» **TO BE DONE**:
Rewrite the records below with every "instance" swapped for "occurrence", leaving everything else unchanged.

(Dataset items)
Start

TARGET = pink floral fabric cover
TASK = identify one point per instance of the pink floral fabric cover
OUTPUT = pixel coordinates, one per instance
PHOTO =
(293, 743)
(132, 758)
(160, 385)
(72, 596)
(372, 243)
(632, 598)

End

» **REPLY TO THE TASK**:
TARGET = pink floral fabric cover
TASK = identify one point per occurrence of the pink floral fabric cover
OUTPUT = pixel coordinates, one per occurrence
PHOTO =
(293, 743)
(132, 758)
(160, 385)
(72, 596)
(372, 243)
(632, 598)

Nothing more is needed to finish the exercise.